**EXERCISE DESCRIPTION:** Copy the entries below word for word, beginning at the line that contains "Each instance of the dark" and continuing through the end of the entries.

**RECORDED DATA:**
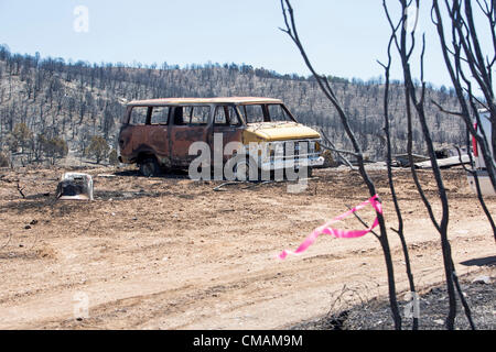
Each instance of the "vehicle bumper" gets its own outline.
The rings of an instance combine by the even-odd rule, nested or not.
[[[271,160],[260,164],[262,170],[274,170],[281,168],[301,168],[301,167],[317,167],[324,165],[324,157],[308,156],[299,158],[287,160]]]

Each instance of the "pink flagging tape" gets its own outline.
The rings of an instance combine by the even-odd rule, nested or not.
[[[333,220],[324,223],[322,227],[316,228],[303,241],[303,243],[300,244],[300,246],[298,248],[296,251],[294,251],[294,252],[282,251],[282,253],[278,255],[278,258],[283,261],[290,254],[301,254],[302,252],[306,251],[306,249],[309,246],[311,246],[321,234],[330,234],[337,239],[357,239],[357,238],[362,238],[362,237],[366,235],[367,233],[369,233],[371,230],[374,230],[379,224],[379,219],[377,217],[376,217],[376,220],[374,221],[374,223],[370,226],[370,228],[368,228],[366,230],[346,231],[346,230],[333,229],[333,228],[331,228],[331,226],[335,222],[342,221],[343,219],[347,218],[352,213],[354,213],[360,209],[364,209],[368,205],[371,205],[378,213],[382,215],[382,205],[379,201],[379,196],[375,195],[369,200],[364,201],[363,204],[356,206],[355,208],[353,208],[353,209],[346,211],[345,213],[342,213],[341,216],[334,218]]]

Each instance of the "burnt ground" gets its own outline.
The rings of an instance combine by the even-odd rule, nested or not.
[[[184,173],[144,178],[132,168],[78,168],[94,176],[95,201],[57,201],[58,179],[68,170],[0,169],[0,329],[310,329],[344,310],[349,329],[392,327],[382,304],[384,256],[373,235],[323,237],[301,256],[274,260],[347,205],[369,198],[356,172],[320,169],[306,189],[293,193],[287,184],[215,191],[222,183],[193,182]],[[419,175],[439,216],[432,174]],[[387,227],[395,228],[386,172],[370,176]],[[468,275],[474,309],[485,311],[487,300],[494,319],[494,285],[470,285],[471,275],[496,276],[494,265],[484,264],[496,255],[490,227],[463,170],[443,170],[443,178],[456,272]],[[439,234],[409,172],[396,169],[395,180],[416,284],[427,294],[444,280]],[[496,213],[495,198],[487,206]],[[360,216],[371,222],[375,213],[367,207]],[[363,226],[351,217],[339,228]],[[405,293],[401,244],[392,231],[389,240],[397,288]],[[445,294],[434,289],[424,297],[421,328],[443,328],[435,320],[445,315]],[[83,304],[87,315],[76,319]]]
[[[496,265],[496,257],[492,258],[492,263],[489,265]],[[484,280],[474,282],[477,277],[473,275],[460,277],[461,288],[471,309],[475,328],[477,330],[495,330],[496,282],[494,277],[488,284]],[[411,305],[407,301],[400,302],[403,330],[412,328],[412,319],[406,318],[405,315],[405,311],[411,311],[410,309]],[[427,289],[424,294],[420,295],[419,300],[419,330],[444,330],[448,311],[449,299],[445,285],[436,285]],[[389,302],[385,298],[373,299],[290,327],[294,330],[391,330],[392,328],[393,321]],[[455,329],[472,329],[459,297]]]

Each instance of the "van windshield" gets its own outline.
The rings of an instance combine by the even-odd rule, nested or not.
[[[246,123],[260,122],[295,122],[282,105],[248,105],[239,110]]]

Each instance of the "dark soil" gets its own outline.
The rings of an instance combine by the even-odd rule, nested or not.
[[[460,283],[466,301],[472,311],[472,318],[477,330],[496,329],[496,280],[490,283],[474,282],[474,278],[461,277]],[[487,275],[486,275],[487,276]],[[408,302],[400,302],[402,315],[402,329],[412,328],[412,319],[406,318],[410,311]],[[444,330],[448,316],[449,299],[445,285],[430,288],[420,295],[419,330]],[[330,314],[315,320],[304,321],[291,329],[294,330],[391,330],[393,321],[387,299],[373,299],[339,312]],[[463,306],[457,297],[457,315],[455,329],[470,330],[471,326],[465,316]]]

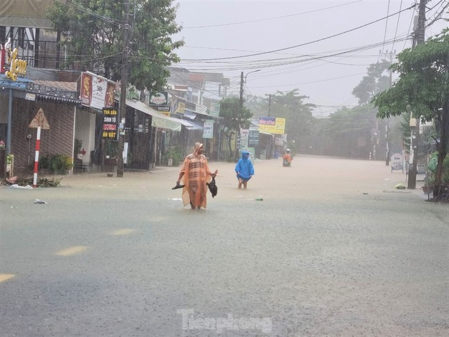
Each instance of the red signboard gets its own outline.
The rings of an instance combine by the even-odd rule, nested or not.
[[[102,138],[116,140],[117,139],[117,109],[114,108],[103,108],[103,132]]]

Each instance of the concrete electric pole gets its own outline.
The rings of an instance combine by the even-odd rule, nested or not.
[[[416,45],[424,43],[425,34],[425,3],[426,0],[420,0],[419,12],[418,15],[418,27],[413,33],[413,47]],[[410,149],[410,159],[409,160],[409,182],[407,188],[414,189],[416,188],[416,171],[418,166],[418,149],[419,143],[419,125],[420,118],[416,118],[416,126],[412,127],[411,146]],[[411,160],[411,162],[410,162]]]
[[[128,38],[129,34],[129,1],[125,1],[125,24],[123,26],[123,51],[122,52],[122,72],[120,79],[118,123],[126,116],[126,87],[128,84]],[[123,128],[125,130],[125,127]],[[117,177],[123,177],[123,136],[118,130],[118,149],[117,153]]]

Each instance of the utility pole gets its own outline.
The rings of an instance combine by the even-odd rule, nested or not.
[[[425,3],[426,0],[420,0],[419,1],[418,27],[416,28],[413,33],[413,46],[415,45],[415,40],[416,41],[416,45],[424,43],[425,34]],[[419,125],[420,118],[416,118],[416,126],[414,127],[414,130],[413,128],[412,128],[411,130],[411,148],[410,151],[410,157],[413,160],[411,163],[410,163],[410,160],[409,160],[409,182],[407,185],[407,188],[409,189],[414,189],[416,188],[416,171],[418,166],[418,151],[419,143]],[[411,164],[411,167],[410,167],[410,164]]]
[[[384,54],[384,56],[386,58],[388,58],[388,61],[390,62],[390,65],[393,63],[393,60],[395,58],[395,54],[396,54],[396,51],[393,52],[391,51],[388,52],[387,50],[386,53]],[[391,86],[393,84],[393,79],[392,79],[392,72],[391,70],[389,70],[390,72],[390,81],[388,84],[388,88],[391,88]],[[385,125],[385,141],[386,141],[386,156],[385,156],[385,166],[390,166],[390,141],[389,141],[389,136],[390,136],[390,118],[387,119],[386,125]]]
[[[270,93],[268,95],[268,117],[269,117],[269,114],[271,112],[271,94]]]
[[[240,72],[240,97],[239,99],[239,116],[242,116],[242,111],[243,110],[243,72]],[[240,145],[240,118],[239,117],[239,130],[236,130],[236,143],[235,143],[235,158],[239,157],[239,146]]]
[[[126,87],[128,85],[128,38],[129,36],[129,1],[125,1],[125,24],[123,26],[123,51],[122,52],[122,72],[120,79],[118,123],[126,116]],[[125,129],[123,129],[125,130]],[[117,153],[117,177],[123,177],[123,136],[118,132]]]

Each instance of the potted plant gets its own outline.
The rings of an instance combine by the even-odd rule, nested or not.
[[[165,152],[165,158],[166,159],[167,164],[168,164],[168,159],[171,159],[172,164],[174,166],[177,166],[182,162],[184,157],[179,147],[171,146]]]

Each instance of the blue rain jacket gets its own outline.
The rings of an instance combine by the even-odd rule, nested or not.
[[[249,158],[249,152],[246,150],[242,151],[242,158],[235,165],[235,173],[237,173],[237,178],[245,180],[249,179],[250,175],[254,175],[254,166]]]

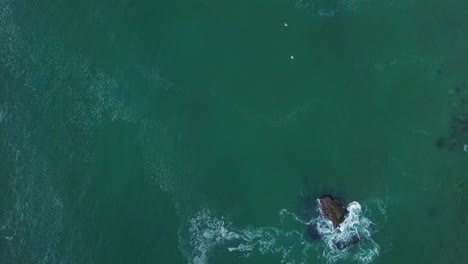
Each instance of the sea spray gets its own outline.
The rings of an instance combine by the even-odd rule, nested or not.
[[[203,207],[188,221],[185,228],[179,230],[179,241],[188,263],[215,262],[214,252],[236,254],[248,258],[255,255],[278,255],[281,263],[315,263],[317,259],[327,263],[353,259],[357,263],[370,263],[379,255],[380,247],[372,239],[375,232],[373,222],[365,217],[370,212],[367,206],[352,202],[347,207],[349,214],[345,221],[333,228],[331,221],[318,216],[310,221],[303,221],[287,209],[281,209],[281,220],[290,218],[300,226],[315,225],[321,234],[321,240],[306,240],[303,229],[277,227],[236,227],[227,217],[218,216],[212,210]],[[383,207],[373,210],[385,213]],[[188,231],[188,234],[186,234]],[[337,248],[337,243],[344,243],[359,238],[359,243],[344,248]]]

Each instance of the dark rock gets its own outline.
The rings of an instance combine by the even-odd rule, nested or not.
[[[357,235],[354,235],[347,241],[337,241],[334,244],[337,249],[343,250],[351,245],[357,244],[359,240],[359,237]]]
[[[320,196],[318,199],[318,205],[320,213],[332,221],[335,228],[343,223],[346,215],[348,214],[346,203],[329,194]]]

**OUTPUT FOR THIS EXERCISE:**
Each instance of the dark rock gets its own outline.
The rings of an instance combine by the even-odd rule, nested or not.
[[[357,235],[354,235],[347,241],[337,241],[334,244],[337,249],[343,250],[351,245],[357,244],[359,240],[359,237]]]
[[[320,196],[318,199],[318,205],[320,213],[332,221],[335,228],[343,223],[346,215],[348,214],[346,203],[329,194]]]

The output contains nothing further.